[Check your understanding]
a: According to the forum thread, how long had the couple been together before the breakup?
b: Reproduce verbatim the passage of the forum thread that opens with the words containing "durotto Posted January" and closes with "something fun ..".

[Source text]
-- Opening Marker --

Kage111 Posted January 15, 2009 Posted January 15, 2009 Its been 3 months since the break up of 4 years together, and I've finally had time to think. I don't know how I didn't realize it, but my ex and I did not really make any sense together. I'm finishing up getting my degree in engineering, and she's been going to college two years now, changed her major twice, and has failed over half of her classes. I'm not all "study-study", but she definitely parties waaaay too much... But no matter what I do, I can't get over her. I see other girls, beautiful girls, and I feel nothing for them. I ignore them because for some reason, I only want my ex. Hard to forget her, I see her everywhere I go. She lives only two floors below me, she eats at the same places, and sometimes we pass on our way to classes. I know we're not the same... but I want us to be together... Is 3 months too soon to move on? Is this normal?
durotto Posted January 15, 2009 Posted January 15, 2009 yes it is ... it will take more time for you to forget her .. btw who made the decision .. I guess her .. If it was her then she has decided to move on and go with someone else .. I do not think that when someone makes a decision and is happy with that then you can bring that person back .. You will miss her .. but you need to focus on yourself . maybe get a higher degree or focus on your career and yourself .. do something fun ..

-- Closing Marker --

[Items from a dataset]
-- Opening Marker --

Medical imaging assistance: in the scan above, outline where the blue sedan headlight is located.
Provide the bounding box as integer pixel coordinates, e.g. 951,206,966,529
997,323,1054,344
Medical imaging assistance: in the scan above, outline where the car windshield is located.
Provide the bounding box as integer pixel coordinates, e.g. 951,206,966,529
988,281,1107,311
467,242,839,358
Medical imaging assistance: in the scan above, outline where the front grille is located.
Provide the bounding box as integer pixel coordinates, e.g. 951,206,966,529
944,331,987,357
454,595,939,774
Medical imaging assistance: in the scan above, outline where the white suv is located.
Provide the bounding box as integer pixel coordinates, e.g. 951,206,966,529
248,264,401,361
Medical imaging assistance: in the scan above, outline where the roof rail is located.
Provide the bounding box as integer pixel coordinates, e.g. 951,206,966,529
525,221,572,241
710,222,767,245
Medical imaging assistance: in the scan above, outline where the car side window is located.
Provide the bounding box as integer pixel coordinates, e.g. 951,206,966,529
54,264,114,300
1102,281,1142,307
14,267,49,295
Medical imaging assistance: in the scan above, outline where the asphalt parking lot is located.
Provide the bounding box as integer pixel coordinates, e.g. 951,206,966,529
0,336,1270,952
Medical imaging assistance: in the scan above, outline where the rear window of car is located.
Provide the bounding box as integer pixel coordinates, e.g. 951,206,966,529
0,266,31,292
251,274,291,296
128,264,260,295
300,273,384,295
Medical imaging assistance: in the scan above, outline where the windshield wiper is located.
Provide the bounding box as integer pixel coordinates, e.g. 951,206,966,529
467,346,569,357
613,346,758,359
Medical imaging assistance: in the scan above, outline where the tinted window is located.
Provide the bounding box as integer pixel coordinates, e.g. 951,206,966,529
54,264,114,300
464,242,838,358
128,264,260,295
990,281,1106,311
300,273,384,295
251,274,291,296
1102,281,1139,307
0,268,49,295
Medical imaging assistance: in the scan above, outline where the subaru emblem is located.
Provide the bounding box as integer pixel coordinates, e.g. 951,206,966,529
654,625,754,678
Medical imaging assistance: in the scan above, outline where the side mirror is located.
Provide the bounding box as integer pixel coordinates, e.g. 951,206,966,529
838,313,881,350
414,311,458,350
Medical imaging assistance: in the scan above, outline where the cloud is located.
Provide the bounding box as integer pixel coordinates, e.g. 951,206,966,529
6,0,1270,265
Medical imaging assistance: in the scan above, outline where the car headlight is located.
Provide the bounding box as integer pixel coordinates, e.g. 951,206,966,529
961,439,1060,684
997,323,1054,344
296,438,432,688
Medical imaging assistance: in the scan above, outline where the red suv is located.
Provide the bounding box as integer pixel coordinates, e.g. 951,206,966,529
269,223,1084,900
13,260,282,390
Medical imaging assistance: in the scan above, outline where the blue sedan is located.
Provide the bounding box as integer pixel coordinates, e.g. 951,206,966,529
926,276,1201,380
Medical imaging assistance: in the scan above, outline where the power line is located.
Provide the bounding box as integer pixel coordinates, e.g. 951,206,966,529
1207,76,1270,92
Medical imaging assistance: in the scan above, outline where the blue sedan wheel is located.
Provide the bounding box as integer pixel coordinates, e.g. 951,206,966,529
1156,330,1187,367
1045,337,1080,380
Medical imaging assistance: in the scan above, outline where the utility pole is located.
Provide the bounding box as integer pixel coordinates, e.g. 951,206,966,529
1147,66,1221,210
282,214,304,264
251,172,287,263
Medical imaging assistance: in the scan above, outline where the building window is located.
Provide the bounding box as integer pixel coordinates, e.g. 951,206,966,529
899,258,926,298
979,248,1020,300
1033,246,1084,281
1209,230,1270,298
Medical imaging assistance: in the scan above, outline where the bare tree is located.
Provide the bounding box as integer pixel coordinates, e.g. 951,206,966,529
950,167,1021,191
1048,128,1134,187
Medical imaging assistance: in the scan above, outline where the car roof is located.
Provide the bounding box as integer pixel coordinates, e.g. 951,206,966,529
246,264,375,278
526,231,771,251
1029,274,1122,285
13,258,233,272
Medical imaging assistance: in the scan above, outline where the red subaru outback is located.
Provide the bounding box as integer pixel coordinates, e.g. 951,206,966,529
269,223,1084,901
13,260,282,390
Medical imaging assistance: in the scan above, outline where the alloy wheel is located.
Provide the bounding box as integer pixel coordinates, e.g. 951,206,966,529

-- Closing Marker --

[Task responses]
a: Four years.

b:
durotto Posted January 15, 2009 Posted January 15, 2009 yes it is ... it will take more time for you to forget her .. btw who made the decision .. I guess her .. If it was her then she has decided to move on and go with someone else .. I do not think that when someone makes a decision and is happy with that then you can bring that person back .. You will miss her .. but you need to focus on yourself . maybe get a higher degree or focus on your career and yourself .. do something fun ..